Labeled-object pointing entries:

********

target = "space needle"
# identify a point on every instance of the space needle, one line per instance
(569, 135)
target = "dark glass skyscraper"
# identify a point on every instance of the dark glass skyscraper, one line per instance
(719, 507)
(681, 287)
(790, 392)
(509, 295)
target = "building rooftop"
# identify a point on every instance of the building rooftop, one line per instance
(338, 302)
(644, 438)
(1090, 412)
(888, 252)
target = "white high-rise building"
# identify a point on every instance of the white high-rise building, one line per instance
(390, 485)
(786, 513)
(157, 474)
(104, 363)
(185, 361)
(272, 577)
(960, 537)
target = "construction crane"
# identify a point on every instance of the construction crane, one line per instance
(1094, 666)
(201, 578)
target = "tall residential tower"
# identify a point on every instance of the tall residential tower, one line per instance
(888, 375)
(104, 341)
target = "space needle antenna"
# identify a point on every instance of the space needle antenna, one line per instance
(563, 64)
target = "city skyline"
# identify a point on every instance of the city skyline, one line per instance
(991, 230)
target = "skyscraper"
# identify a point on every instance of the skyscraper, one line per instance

********

Task goal: Pick out every line in the material that contains the word "dark", and copy each of those lines.

Result:
target = "dark glass skyscraper"
# identify a point on every instance of the dark glass skyscraper, one line per instance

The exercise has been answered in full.